WORK REQUEST
Please give the entries again in full and exactly, without any picture.

PROVIDED INFORMATION

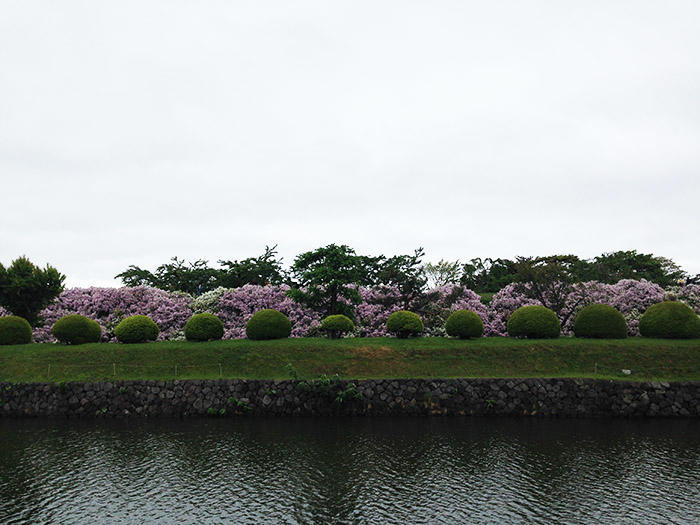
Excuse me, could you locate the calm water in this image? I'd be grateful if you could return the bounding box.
[0,417,698,524]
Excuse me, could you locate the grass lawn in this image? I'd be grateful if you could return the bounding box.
[0,338,698,383]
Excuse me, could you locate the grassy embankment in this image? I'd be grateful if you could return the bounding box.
[0,338,698,383]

EXPECTED ANSWER
Excuse me, could you locate the calm water in this image? I'd be grateful if you could return the bounding box.
[0,417,698,524]
Excuse me, could you locate the grass lawn in this image? I'd be grateful if you could return the bounding box.
[0,338,698,383]
Excuse me, could you locate the grassy embankment in this image? I'd be grateful if you could return the bounding box.
[0,338,698,383]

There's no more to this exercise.